Among the entries that follow, locate the line with "Task: locate the white background" and the line with "Task: locate the potato half". Output those lines and all lines in between, exactly, minus the pictures.

* [Data to examine]
-*-
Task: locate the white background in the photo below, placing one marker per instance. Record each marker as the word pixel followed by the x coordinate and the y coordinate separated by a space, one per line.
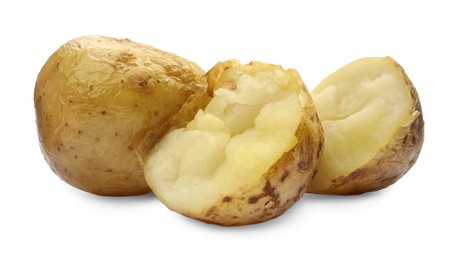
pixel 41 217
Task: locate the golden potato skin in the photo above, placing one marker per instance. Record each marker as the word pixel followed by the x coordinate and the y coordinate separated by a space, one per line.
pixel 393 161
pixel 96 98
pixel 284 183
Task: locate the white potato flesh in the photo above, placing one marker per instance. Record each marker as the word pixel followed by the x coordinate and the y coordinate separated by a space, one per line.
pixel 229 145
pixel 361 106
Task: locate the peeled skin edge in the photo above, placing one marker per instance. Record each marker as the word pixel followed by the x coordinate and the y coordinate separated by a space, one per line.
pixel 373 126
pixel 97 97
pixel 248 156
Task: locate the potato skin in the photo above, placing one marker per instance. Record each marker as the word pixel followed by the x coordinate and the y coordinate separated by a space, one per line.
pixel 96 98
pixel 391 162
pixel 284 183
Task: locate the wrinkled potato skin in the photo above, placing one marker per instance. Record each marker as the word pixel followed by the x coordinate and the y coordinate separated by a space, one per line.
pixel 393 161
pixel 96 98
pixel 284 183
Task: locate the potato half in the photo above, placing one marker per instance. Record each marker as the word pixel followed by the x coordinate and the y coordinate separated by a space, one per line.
-*-
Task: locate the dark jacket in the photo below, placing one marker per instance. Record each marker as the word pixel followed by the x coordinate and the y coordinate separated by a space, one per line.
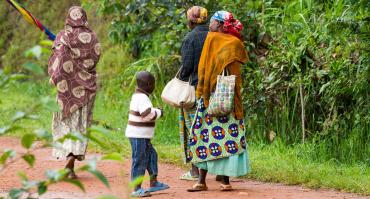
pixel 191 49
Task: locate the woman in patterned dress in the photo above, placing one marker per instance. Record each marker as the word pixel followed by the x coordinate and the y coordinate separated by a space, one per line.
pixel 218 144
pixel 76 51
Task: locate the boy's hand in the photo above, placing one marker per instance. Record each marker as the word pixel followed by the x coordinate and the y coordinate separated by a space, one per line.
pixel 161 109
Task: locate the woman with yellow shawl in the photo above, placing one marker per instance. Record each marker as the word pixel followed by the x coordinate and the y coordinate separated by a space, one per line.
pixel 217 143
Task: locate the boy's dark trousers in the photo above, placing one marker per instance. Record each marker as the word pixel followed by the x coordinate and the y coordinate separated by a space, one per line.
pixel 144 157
-*-
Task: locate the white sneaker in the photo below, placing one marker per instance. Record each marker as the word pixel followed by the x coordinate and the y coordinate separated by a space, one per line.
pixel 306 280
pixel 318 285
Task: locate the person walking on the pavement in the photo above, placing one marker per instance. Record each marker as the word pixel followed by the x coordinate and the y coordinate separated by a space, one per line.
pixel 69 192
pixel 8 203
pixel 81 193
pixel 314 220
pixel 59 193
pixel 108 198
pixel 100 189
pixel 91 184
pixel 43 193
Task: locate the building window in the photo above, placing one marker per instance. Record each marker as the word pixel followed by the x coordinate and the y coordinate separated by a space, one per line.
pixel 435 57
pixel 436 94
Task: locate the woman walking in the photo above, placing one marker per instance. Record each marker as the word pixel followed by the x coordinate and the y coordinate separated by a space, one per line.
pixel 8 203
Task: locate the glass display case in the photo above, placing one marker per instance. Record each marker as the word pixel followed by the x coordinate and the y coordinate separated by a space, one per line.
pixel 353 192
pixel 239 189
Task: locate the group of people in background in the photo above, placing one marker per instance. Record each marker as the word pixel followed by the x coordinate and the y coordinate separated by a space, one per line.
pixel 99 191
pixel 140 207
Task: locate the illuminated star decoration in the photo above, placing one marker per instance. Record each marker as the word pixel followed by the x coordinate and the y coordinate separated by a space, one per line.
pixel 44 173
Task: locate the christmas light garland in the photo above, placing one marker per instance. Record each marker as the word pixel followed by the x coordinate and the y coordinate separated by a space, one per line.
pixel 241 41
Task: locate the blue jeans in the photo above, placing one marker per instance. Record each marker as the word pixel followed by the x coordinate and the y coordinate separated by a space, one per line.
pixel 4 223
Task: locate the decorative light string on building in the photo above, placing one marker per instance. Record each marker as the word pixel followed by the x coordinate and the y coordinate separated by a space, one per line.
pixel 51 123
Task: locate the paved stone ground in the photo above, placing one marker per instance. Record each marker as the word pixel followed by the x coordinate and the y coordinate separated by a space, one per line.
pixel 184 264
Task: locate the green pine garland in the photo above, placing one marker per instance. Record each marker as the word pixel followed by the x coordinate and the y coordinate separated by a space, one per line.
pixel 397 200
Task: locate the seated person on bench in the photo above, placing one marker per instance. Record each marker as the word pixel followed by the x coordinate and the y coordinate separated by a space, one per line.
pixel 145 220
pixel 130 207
-*-
* [Solution to the exercise]
Task: locate the white background in the photo below, placing one marker per instance. Record each marker as the word pixel followed by the x coordinate and the y coordinate separated by a space, one per line.
pixel 41 217
Task: locate the golden potato skin in the photo above, placing one marker per instance. Record each marker as the word pixel followed by the x coordinate and the y coordinate separated by a space, one per line.
pixel 393 161
pixel 96 98
pixel 284 183
Task: locate the white potato flesh in the photo above, placing one marker per instance. Record each marker as the word pixel followed by the x coordinate and the y coordinate separated by a space, one per line.
pixel 229 145
pixel 361 106
Task: locate the peeled skin edge in the photo above, placing one marker per instance. Record each marker as the word pixel followed by the x coordinate and the y coordinate separated by a space, one per line.
pixel 373 126
pixel 97 97
pixel 248 156
Task: locate the potato skin in the photo above, placing one marker per instance. Record each marker as the word pixel followed by the x coordinate and the y coordinate separated by a space, one per line.
pixel 96 98
pixel 391 162
pixel 284 183
Task: locate the wrinkled potato skin in the photo above, placing one marker per instance. Record each marker as the word pixel followed by the x coordinate and the y coordinate separated by a space, one per line.
pixel 393 161
pixel 96 98
pixel 284 183
Task: locate the potato half in the photo above, placing one marker per instance. Record each marker as the word pixel followed by the x coordinate and the y coordinate separated by a space, one per line.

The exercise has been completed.